__Exercise set__:
(1) From the AT91SAM7S256 tutorial, list every option or button label that appears in quotation marks, whether single or double.
(2) According to the AT91SAM7S256 tutorial, what version of VisualGDB must be installed?

>> begin Source extract

This tutorial shows how to develop and debug a simple firmware project for the AT91SAM7S256 microcontroller using OpenOCD and Visual Studio.
Before proceeding with the tutorial please ensure that VisualGDB 4.0 or later is installed.
- Start Visual Studio. Select File->New->Project in the menu.
- Select VisualGDB -> Embedded Project Wizard.
Specify project directory and enter project name.
- Select “Embedded binary”. If you want to program your firmware using a third-party FLASH programming tool, it is recommended to enable the ‘create additional .bin file’ option.
- Select the “arm-abi” toolchain. If it is missing, VisualGDB will automatically download and install it:
- If you don’t see AT91SAM7 devices in the device list, click “Download Support for more devices”, find “AT91SAM7S MCUs” and click “Install selected packages”:
- Now select your device from the device list. In this tutorial we will use AT91SAM7S256:
- On the next page select a sample to create. The LEDBlink is the simplest one. Alternatively VisualGDB can create projects for some samples provided by Atmel.

>> end Source extract
>> begin Information given

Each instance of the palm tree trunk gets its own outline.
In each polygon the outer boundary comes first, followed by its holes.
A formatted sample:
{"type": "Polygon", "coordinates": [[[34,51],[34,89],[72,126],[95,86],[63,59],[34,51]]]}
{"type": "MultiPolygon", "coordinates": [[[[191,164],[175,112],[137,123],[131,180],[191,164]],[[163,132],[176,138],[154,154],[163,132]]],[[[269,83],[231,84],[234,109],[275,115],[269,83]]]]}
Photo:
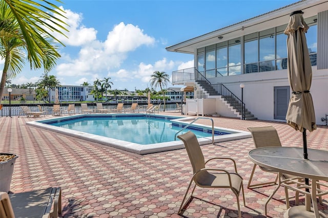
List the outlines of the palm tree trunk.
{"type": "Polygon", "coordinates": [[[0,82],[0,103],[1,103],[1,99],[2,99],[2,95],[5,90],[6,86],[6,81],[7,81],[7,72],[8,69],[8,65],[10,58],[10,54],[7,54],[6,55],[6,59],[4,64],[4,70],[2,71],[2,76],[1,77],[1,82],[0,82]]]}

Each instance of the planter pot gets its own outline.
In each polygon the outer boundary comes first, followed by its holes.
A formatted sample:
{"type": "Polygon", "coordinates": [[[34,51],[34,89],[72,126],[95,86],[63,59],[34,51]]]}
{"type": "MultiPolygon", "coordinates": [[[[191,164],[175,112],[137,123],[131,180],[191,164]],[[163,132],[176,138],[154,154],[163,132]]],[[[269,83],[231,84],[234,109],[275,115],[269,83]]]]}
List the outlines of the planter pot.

>> end Information given

__Results by task__:
(1)
- Embedded binary
- create additional .bin file
- arm-abi
- Download Support for more devices
- AT91SAM7S MCUs
- Install selected packages

(2) VisualGDB 4.0 or later.